## [DIRECTIONS]
Images do not belong in the copy. Set down all the entries exactly.

-*-

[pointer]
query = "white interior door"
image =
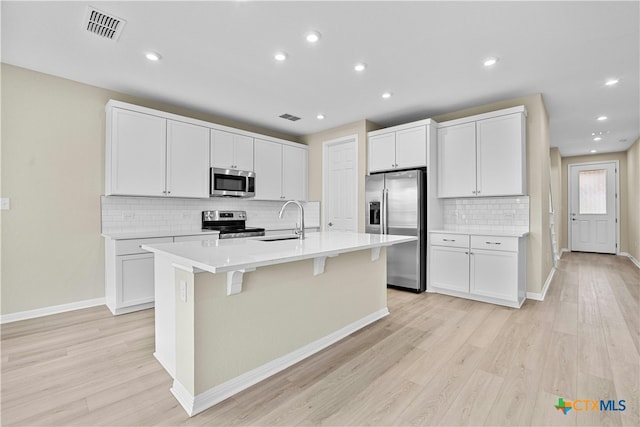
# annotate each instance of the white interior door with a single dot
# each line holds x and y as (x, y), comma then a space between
(592, 210)
(340, 184)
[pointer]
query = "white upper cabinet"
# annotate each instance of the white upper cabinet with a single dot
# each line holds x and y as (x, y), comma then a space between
(294, 173)
(268, 169)
(411, 147)
(231, 151)
(400, 147)
(457, 160)
(136, 154)
(187, 160)
(159, 154)
(483, 155)
(501, 155)
(382, 152)
(149, 155)
(281, 171)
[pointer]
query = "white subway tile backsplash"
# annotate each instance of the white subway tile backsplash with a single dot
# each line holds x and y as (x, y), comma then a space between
(147, 214)
(487, 214)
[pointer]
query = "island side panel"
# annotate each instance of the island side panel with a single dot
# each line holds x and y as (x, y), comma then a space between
(185, 331)
(281, 308)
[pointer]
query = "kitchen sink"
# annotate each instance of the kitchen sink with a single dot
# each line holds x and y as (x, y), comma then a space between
(276, 238)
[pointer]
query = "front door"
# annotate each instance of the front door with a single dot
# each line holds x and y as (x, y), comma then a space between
(592, 207)
(340, 184)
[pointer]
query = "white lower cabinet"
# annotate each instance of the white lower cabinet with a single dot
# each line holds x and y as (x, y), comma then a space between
(450, 263)
(129, 272)
(485, 268)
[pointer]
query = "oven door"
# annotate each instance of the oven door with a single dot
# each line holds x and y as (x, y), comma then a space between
(231, 183)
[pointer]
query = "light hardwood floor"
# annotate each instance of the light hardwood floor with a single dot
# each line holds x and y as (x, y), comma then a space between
(435, 360)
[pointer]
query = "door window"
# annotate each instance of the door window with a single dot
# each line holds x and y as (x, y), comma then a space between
(593, 192)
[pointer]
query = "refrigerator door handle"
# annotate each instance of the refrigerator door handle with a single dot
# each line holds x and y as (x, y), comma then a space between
(385, 212)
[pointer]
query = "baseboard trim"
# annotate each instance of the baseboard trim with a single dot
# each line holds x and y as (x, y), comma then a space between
(196, 404)
(540, 296)
(54, 309)
(633, 260)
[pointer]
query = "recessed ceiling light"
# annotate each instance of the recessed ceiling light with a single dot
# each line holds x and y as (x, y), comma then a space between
(280, 56)
(360, 66)
(312, 36)
(153, 56)
(490, 62)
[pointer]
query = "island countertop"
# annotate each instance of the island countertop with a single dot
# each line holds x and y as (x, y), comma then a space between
(217, 256)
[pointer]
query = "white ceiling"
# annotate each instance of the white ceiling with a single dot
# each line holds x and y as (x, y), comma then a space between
(218, 59)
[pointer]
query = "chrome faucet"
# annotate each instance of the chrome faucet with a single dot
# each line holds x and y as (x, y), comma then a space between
(299, 232)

-*-

## [YOUR RESPONSE]
[pointer]
query = "white interior door"
image =
# annotate each instance of the white interior door with a single dot
# each line holds x and y as (x, y), comma then a space between
(592, 210)
(340, 184)
[pointer]
query = "white upper cabinet"
# annotate each instance of the white upper cabinet with a single dot
# each line holds x and y as (x, y), comma then a space between
(294, 173)
(268, 169)
(411, 147)
(231, 151)
(400, 147)
(457, 160)
(136, 154)
(187, 160)
(159, 154)
(483, 155)
(501, 155)
(382, 152)
(149, 155)
(281, 171)
[pointer]
query = "white subway tile backsplash"
# annotate each instance of the white subway tile backsplash with a single dot
# each line holds x and y as (x, y), comma then a space between
(147, 214)
(487, 214)
[pointer]
query = "island side panel"
# annotate each instance of the island side panel with a single dot
# each line holds x and y as (x, y), comma then a space between
(185, 331)
(281, 308)
[pointer]
query = "kitchen sink"
# annotate each instance of the kitchen sink with a single dot
# each line holds x and y as (x, y), comma then a space between
(276, 238)
[pointer]
query = "front door"
# annotate each instance of the front door with a single dot
# each line holds x and y as (x, y), comma then a space between
(592, 207)
(340, 184)
[pointer]
query = "white lower cabinet"
# annotate each instance of the white lower cabinet with a single dot
# each line holds x and y as (x, y), comma then a space between
(450, 263)
(129, 272)
(485, 268)
[pointer]
query = "oven door"
# annotate each instance of the oven door with a single dot
# each line holds x and y as (x, y), comma then a space between
(231, 183)
[pointer]
query = "light hardwood floor"
# annotate each instance of the light hardwood floor with a single dot
# each line holds x and y as (x, y), comma then a space between
(435, 360)
[pointer]
query = "door window"
# annotate each instance of the door window with a single dot
# each line holds x and y as (x, y), comma then a space between
(593, 192)
[pointer]
query = "refrigerator door handle"
# annotate each instance of the refrigerator door handle with a single dot
# each line holds x and y as (x, y), comma then a space between
(385, 212)
[pointer]
query = "baseboard trim"
# annotate each instance of the baseboard trim with a single dot
# each line holds x and y as (x, y), comma then a space between
(196, 404)
(540, 296)
(54, 309)
(633, 260)
[pointer]
query = "recessed ceiling light"
# annotate each instance of the recessed ceiling light with a single dot
# each line holds x and y as (x, y), comma then a space between
(280, 56)
(360, 66)
(312, 36)
(153, 56)
(490, 62)
[pointer]
query = "island countertop"
# annotate each instance of the island countertop with a single dot
# each line holds x and y as (x, y), comma then a space between
(217, 256)
[pointer]
query = "white ceiling"
# annotate each instance of the white ceiling with a single dot
# each line holds x and y as (x, y), comma then a space between
(218, 59)
[pointer]
query = "chrome faucet"
# annotate each instance of the chrome faucet with a single dot
# each line holds x and y as (x, y), comma then a space between
(299, 232)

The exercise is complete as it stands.